### Document text
☆ ☆ ☆ ☆
We hypothesized that dysregulated TCF/β-catenin signaling in the mutant PC-12/L286V cells was responsible for the defective differentiation and neurite outgrowth. To test this hypothesis, we used a recently described specific small-molecule inhibitor of TCF/β-catenin signaling. This small molecule, ICG-001, selectively blocks the β-catenin/CBP interaction but not the β-catenin/p300 interaction, thereby interrupting a subset of TCF/β-catenin-mediated transcription (19). Treatment of the mutant cells with 10 μM ICG-001 in the presence of NGF decreased cyclin D1 reporter gene transcription (Fig. 2B Upper) and message levels (Fig. 2B Lower, compare lanes 5 and 6 to lane 7). Morphologically, treatment of mutant cells with NGF and 10 μM ICG-001 led to essentially normal neurite outgrowth and differentiation (Fig. 2C), similar to that seen in the vector control and overexpressing PC-12/WT cells (Fig. 1 A and B), as compared with the untreated mutant cells (Fig. 1C). Similarly, short interfering RNA (siRNA) to CBP increased neurite outgrowth in PC-12/L286V cells (Fig. 2D) and decreased cyclin D1 message as judged by real-time RT-PCR (data not shown). To confirm that ICG-001-treated mutant cells develop neurites of similar lengths to the vector control or wild-type cells, we scored neurites that were at least twice the length of the cell body. As can be seen in Fig. 2E, treatment with ICG-001 substantially increased the percentage of cells bearing neurites to levels similar to that of the vector-transfected and overexpressing PS-1 wild-type PC-12 cells. Similarly, ICG-001-treated PC-12/L286V mutants showed similar intense GAP-43 staining (Fig. 1G) to the wild-type and vector-transfected cells (Fig. 1 D and E).
☆ ☆ ☆ ☆
### The task
Translate this sentence from the research passage into Spanish: "To test this hypothesis, we used a recently described specific small-molecule inhibitor of TCF/β-catenin signaling." These rows have nothing to do with the research passage.

[Natural language region descriptions]
☆ ☆ ☆ ☆
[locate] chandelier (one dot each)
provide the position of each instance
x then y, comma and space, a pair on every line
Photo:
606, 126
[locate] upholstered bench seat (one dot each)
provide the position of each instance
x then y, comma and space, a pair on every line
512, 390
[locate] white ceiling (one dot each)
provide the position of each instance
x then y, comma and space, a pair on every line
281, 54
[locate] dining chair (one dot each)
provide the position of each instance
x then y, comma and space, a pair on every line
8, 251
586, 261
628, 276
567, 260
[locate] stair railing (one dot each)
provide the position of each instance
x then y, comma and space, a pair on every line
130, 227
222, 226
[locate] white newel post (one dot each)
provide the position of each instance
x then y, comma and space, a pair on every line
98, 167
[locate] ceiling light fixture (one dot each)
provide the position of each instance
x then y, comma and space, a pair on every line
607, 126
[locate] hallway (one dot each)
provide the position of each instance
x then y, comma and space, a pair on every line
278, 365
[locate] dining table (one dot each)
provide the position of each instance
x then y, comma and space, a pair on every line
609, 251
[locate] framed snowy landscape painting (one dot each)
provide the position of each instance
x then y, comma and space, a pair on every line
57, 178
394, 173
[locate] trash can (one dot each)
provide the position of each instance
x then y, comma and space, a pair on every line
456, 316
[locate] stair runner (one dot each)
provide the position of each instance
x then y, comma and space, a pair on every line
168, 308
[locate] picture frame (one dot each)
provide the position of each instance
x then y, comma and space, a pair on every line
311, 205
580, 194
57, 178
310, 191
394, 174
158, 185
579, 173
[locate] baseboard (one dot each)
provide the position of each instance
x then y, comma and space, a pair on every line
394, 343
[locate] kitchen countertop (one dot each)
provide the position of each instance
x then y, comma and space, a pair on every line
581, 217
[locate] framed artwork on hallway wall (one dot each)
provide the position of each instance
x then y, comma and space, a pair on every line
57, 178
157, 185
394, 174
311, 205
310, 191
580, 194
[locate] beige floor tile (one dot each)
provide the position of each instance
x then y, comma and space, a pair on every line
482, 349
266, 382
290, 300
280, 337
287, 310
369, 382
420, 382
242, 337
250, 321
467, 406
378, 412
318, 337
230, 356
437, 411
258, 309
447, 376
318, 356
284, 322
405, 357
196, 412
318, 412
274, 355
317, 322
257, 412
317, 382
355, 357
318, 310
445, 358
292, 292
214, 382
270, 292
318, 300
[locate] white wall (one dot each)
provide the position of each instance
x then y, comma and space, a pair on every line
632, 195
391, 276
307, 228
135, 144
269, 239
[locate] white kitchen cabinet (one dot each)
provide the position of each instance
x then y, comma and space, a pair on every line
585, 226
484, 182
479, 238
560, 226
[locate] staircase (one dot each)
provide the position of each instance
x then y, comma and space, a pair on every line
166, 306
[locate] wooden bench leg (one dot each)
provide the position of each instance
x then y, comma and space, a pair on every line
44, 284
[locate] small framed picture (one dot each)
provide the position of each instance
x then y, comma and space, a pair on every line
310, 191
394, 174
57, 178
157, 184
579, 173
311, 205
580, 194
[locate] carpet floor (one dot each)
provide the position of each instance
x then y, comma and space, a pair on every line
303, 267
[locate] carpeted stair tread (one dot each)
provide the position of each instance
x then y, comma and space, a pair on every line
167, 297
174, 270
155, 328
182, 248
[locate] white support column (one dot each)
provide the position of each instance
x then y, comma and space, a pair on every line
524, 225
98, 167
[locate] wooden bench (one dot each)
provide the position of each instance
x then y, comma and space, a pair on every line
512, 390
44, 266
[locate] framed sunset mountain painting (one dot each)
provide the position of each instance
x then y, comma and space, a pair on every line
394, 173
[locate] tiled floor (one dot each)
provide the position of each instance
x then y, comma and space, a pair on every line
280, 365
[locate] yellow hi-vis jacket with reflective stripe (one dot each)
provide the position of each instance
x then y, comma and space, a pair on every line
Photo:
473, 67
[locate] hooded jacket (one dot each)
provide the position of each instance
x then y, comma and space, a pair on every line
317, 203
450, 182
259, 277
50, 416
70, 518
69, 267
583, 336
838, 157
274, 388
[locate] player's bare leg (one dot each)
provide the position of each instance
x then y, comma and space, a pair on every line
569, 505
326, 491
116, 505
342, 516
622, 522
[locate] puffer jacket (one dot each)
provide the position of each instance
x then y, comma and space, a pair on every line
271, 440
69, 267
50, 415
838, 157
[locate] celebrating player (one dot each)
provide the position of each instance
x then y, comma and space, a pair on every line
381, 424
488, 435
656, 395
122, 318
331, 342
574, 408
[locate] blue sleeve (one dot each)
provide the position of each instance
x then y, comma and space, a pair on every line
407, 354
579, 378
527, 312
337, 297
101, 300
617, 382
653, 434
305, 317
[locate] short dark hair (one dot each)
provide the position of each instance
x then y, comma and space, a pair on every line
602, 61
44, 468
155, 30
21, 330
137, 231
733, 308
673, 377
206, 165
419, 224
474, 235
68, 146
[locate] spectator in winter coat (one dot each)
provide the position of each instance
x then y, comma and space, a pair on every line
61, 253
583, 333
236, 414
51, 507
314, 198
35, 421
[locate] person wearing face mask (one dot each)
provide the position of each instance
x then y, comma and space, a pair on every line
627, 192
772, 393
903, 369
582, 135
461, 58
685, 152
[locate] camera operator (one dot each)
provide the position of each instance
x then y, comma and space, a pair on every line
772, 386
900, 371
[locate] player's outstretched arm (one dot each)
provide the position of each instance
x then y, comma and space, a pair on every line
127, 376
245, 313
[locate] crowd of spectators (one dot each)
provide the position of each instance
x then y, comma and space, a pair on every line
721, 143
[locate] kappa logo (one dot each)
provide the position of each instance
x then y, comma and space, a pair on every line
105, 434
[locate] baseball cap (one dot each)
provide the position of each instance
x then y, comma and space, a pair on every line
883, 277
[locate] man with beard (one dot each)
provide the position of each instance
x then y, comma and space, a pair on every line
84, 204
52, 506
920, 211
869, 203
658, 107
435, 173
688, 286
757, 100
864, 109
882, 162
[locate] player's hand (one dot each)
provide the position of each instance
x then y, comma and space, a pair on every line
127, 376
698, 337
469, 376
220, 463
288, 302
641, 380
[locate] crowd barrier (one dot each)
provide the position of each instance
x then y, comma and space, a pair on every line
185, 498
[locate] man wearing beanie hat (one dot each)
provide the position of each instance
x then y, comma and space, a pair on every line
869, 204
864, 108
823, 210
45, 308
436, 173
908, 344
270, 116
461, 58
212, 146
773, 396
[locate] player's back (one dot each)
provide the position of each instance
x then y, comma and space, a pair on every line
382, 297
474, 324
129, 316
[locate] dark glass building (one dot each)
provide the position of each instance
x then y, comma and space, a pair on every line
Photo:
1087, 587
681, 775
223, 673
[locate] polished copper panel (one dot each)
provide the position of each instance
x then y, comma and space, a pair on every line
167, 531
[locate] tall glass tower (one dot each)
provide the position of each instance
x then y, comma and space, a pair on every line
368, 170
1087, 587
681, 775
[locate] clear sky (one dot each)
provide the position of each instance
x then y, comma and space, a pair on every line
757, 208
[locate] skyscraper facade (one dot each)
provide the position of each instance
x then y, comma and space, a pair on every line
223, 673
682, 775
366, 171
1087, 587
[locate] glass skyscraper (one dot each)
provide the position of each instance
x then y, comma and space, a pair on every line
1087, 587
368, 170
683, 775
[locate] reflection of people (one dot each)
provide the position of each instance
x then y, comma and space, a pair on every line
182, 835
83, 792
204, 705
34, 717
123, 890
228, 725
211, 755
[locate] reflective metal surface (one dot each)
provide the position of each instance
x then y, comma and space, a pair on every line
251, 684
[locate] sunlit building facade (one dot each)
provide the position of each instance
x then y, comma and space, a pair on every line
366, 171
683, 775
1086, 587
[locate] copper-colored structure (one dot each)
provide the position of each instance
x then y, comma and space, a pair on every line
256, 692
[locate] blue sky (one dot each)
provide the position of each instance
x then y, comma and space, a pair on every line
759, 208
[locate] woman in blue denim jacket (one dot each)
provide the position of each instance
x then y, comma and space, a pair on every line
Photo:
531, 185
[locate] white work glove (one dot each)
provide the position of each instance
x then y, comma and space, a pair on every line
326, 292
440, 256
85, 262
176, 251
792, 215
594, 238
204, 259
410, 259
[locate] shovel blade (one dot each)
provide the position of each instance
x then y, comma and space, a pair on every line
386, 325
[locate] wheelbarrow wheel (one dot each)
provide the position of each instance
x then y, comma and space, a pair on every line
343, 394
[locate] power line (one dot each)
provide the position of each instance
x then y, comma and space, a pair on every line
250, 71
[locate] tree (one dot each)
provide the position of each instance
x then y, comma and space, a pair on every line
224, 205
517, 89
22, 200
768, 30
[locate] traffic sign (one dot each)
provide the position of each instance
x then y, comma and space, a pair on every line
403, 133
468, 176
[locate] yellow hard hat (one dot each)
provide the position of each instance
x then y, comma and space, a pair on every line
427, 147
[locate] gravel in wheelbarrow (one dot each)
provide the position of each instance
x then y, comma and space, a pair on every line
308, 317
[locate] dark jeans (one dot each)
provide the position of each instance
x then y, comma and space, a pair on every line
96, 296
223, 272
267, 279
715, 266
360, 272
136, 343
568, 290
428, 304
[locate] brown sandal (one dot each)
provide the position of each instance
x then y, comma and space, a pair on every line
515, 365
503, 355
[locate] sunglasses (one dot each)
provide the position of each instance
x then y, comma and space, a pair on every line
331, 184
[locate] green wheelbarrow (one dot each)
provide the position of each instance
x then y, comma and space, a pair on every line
☆ ☆ ☆ ☆
### Exercise output
Para poner a prueba esta hipótesis, utilizamos un inhibidor específico de molécula pequeña de la señalización TCF/β-catenina, descrito recientemente.